- Exercise objective:
Copy each item below word for word, keeping every line as it appears.

- Material for the task:
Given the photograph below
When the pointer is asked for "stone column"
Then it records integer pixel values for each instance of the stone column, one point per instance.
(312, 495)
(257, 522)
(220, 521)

- Written response:
Given the photograph below
When the pointer is asked for "stone column"
Then it records integer pixel values for each instance of the stone column, one point per instance.
(312, 495)
(257, 522)
(220, 521)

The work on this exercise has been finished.